* **What you should do**:
In the entries below, find the string "industrial" and return each line holding it.
═══ Input data ═══
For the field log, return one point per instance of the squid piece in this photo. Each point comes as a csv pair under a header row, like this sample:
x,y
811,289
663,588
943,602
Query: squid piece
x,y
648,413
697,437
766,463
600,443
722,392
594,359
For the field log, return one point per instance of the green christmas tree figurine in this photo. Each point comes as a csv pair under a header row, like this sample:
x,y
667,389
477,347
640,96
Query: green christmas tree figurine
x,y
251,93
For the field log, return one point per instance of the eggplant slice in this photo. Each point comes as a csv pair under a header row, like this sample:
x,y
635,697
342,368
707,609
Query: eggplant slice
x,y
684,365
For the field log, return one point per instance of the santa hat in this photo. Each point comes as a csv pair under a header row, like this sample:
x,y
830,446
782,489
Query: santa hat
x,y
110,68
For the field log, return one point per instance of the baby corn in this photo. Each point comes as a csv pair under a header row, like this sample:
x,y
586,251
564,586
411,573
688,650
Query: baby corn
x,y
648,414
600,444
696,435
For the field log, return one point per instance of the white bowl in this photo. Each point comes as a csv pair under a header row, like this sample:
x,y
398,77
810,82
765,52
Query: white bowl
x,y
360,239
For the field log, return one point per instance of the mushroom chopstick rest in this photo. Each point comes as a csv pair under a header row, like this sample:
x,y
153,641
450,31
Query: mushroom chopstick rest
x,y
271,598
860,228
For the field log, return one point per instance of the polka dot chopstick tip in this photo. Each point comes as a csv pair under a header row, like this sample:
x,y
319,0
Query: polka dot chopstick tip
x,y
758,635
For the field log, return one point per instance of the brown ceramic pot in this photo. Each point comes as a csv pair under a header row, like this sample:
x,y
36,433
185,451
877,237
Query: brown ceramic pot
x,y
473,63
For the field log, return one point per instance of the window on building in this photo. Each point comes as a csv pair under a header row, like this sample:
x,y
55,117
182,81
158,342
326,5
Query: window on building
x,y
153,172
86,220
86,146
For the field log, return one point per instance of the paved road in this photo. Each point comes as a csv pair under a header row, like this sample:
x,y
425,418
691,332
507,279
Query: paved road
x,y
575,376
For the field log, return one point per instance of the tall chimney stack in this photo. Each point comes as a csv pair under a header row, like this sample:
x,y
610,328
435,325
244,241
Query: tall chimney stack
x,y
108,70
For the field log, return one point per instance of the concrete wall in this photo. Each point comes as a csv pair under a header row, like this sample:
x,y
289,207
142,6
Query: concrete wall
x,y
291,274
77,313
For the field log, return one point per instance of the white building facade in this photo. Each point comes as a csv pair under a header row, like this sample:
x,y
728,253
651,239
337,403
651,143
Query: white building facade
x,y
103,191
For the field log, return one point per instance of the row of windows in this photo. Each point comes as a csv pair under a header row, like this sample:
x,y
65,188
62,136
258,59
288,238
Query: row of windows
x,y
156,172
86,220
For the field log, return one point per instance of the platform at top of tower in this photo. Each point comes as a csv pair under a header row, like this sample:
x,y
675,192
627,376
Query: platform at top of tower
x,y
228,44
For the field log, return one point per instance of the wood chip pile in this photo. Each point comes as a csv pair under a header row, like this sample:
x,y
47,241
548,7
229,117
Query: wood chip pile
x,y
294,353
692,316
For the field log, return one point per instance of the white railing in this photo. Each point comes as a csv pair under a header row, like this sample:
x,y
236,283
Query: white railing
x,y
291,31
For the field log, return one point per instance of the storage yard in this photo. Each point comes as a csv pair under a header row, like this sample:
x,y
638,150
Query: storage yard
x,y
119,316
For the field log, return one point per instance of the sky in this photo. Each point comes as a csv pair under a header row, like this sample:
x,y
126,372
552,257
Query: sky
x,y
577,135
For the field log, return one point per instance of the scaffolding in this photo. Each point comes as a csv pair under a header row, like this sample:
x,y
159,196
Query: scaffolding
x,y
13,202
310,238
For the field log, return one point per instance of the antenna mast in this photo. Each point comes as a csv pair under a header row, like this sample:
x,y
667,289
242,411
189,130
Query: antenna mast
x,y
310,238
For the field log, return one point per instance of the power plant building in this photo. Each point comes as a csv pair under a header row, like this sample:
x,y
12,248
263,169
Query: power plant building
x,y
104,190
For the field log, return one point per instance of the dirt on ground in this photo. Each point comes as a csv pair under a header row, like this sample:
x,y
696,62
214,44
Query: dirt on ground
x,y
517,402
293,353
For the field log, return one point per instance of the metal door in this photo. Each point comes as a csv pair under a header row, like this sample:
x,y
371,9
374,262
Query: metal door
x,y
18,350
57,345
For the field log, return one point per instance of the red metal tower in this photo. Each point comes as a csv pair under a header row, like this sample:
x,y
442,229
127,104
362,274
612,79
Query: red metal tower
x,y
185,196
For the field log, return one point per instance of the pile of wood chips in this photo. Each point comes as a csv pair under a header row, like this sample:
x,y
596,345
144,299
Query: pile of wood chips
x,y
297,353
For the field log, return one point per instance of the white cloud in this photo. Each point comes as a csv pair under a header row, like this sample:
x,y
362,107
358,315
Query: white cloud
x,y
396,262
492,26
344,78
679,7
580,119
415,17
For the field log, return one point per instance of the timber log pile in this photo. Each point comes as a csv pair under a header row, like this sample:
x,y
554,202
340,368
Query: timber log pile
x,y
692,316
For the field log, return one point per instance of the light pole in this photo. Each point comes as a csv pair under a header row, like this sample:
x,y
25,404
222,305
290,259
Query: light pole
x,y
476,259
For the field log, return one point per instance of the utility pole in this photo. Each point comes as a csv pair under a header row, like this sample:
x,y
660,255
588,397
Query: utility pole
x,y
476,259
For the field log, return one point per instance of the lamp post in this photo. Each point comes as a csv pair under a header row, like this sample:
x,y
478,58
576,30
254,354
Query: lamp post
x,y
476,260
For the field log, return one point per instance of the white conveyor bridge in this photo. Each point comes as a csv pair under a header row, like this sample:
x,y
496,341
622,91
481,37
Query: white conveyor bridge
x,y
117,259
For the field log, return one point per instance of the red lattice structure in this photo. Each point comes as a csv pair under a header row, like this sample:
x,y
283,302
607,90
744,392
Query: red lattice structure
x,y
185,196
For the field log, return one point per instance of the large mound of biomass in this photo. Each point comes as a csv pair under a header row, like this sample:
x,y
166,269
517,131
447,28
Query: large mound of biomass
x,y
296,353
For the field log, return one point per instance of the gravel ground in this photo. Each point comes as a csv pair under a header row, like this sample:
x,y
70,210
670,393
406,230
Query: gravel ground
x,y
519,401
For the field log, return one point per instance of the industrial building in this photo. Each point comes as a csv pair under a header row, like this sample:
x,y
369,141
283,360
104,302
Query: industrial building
═══
* **Response area**:
For the field log, return one point per instance of the industrial building in this photo. Each point comes as a csv pair under a header row, like this sample:
Query: industrial building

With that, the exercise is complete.